__Objective__. Each entry has to be copied exactly, with nothing missed.

## begin

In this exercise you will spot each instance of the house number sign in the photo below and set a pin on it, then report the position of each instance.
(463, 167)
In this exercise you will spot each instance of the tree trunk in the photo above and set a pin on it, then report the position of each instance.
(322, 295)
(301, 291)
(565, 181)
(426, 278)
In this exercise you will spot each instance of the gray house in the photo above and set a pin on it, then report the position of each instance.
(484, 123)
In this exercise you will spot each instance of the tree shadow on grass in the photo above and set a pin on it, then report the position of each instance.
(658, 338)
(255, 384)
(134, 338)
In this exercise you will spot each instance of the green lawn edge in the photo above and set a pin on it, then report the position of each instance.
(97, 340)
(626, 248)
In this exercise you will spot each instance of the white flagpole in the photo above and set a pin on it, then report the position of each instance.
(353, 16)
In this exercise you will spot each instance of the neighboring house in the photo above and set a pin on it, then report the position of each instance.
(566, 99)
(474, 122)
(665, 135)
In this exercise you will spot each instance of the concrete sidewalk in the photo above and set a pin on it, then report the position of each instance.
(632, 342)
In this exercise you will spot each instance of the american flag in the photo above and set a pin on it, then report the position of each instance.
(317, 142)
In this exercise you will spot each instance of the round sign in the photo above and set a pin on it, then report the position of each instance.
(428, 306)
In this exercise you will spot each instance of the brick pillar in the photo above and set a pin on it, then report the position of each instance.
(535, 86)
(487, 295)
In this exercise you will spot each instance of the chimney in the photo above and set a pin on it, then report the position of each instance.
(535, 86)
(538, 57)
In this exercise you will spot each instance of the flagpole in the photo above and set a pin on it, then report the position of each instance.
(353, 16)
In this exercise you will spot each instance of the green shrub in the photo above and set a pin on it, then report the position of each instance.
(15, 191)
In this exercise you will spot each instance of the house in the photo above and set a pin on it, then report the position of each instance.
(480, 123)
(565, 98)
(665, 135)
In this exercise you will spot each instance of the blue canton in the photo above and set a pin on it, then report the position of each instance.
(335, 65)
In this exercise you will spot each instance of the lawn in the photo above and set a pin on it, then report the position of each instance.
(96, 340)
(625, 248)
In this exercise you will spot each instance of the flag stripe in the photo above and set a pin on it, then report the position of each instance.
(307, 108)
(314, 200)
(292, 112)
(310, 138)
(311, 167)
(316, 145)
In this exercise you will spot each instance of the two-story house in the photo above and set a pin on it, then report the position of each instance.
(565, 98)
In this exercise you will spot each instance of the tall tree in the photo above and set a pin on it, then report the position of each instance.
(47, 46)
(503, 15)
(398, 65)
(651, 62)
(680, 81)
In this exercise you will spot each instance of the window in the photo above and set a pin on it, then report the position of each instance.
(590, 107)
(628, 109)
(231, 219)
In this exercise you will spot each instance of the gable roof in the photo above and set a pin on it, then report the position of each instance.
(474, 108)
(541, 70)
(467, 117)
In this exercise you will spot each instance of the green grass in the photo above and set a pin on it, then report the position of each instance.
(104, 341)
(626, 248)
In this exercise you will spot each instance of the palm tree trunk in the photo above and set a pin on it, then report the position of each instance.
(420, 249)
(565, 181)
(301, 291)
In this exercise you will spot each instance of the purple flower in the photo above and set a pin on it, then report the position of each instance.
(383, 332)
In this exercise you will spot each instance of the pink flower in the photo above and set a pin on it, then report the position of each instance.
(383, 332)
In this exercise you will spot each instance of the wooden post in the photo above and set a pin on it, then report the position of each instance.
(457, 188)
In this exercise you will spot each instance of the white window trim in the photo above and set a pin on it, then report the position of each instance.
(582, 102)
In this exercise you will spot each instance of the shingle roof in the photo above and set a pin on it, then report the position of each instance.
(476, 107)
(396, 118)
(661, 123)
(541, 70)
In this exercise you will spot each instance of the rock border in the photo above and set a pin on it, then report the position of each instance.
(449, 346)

## end

__Answer below__.
In this exercise you will spot each instance of the house number sign in the photo below and set a pin on it, then report the position of each instance.
(463, 167)
In this exercise you will spot each instance of the tree trunk in the photo above and set a pin on it, then report the position of each instance.
(322, 295)
(301, 291)
(565, 181)
(426, 278)
In this exercise you will spot each instance of the gray house in the photo above and set a pin on it, then report the position of each instance.
(484, 123)
In this exercise you will spot each instance of the tree shadow on grass in the photo above and set a pin on it, then report the position of each instance.
(658, 338)
(255, 384)
(134, 338)
In this exercise you will spot each instance of the green lawn edge in the photo above and set a pin on it, then report the position of each instance.
(97, 340)
(626, 248)
In this exercise you will spot each instance of the white flagpole in the photo above and set a pin on it, then report the position of each instance.
(353, 16)
In this exercise you will spot each instance of the neighboring house in the photo above and set a pin on it, then report the position of each instance.
(566, 99)
(474, 122)
(665, 135)
In this exercise you will spot each instance of the concrete sidewalk in the photo above and set a pin on it, then report the position of each instance.
(632, 342)
In this exercise you will spot each instance of the american flag in the photo above and set a pin on it, then report the position of each instance.
(317, 142)
In this exercise you will spot each instance of the round sign in the photo above and set a pin on it, then report the position of each instance.
(428, 306)
In this exercise you will spot each instance of the brick pillar in the photo above and set a pin on it, then report the position of each instance.
(535, 86)
(487, 295)
In this exercise you will spot each instance of the chimney in the photo above and set a pin on it, then report the position of each instance.
(535, 86)
(538, 57)
In this exercise you will spot each instance of the flagpole in the photo above and set a pin on it, then report the position of each instance.
(353, 16)
In this exercise you will spot each instance of the green shrub in the photo above and set a pin on it, then report the position of each instance.
(15, 191)
In this exercise you will spot each instance of the house in the photo above and set a pin on it, then report the position of each instance.
(480, 123)
(565, 98)
(665, 135)
In this exercise you will spot each instance of the blue canton in the photo above and set a pin on it, then report the position of each instance.
(335, 65)
In this exercise you will spot each instance of the lawn in the photo above and set a pin on it, then report the position of each instance.
(96, 340)
(625, 248)
In this exercise you will spot each instance of the flag stripe in the photo above and set a pin on it, then report the position of each instance.
(307, 108)
(314, 200)
(292, 112)
(310, 138)
(311, 167)
(316, 145)
In this exercise you will spot each instance of the two-story house in the photo above and set a pin on it, then report the position of each instance.
(565, 98)
In this exercise you will spot each instance of the tall tree in the photo above and set a pin on it, then report the position of each instance.
(47, 46)
(503, 15)
(398, 65)
(651, 62)
(680, 81)
In this exercise you will spot each instance of the window in the photo above and set a pin on it, then report the position of each instance.
(590, 107)
(628, 109)
(231, 219)
In this exercise you will spot each instance of the gable roof in the photo above and set a pin on it, then report the position of each instance.
(474, 108)
(541, 70)
(467, 117)
In this exercise you will spot each instance of the green grass in the photo above and set a pin on it, then report the position of each instance.
(104, 341)
(626, 248)
In this exercise you will spot each instance of the palm tree trunk in the photo above and set a pin on it, then report the position of each instance.
(420, 249)
(565, 181)
(301, 291)
In this exercise you will spot each instance of the purple flower in the photo above and set a pin on it, then report the position of each instance.
(383, 332)
In this exercise you will spot each instance of the pink flower in the photo above and set a pin on it, then report the position of each instance.
(383, 332)
In this exercise you will spot each instance of the wooden post in the photo above and set a pin on it, then report the position of each instance.
(457, 188)
In this exercise you will spot each instance of the white window trim in the photo above and set a pin on it, then report the position of each instance.
(582, 102)
In this exercise you will spot each instance of the shingle roof in the photo above and set a pin on it, then report the position of each instance.
(476, 107)
(396, 118)
(661, 123)
(541, 70)
In this exercise you will spot each instance of the rock border in the photo above and set a pin on it, then report the position of each instance.
(449, 346)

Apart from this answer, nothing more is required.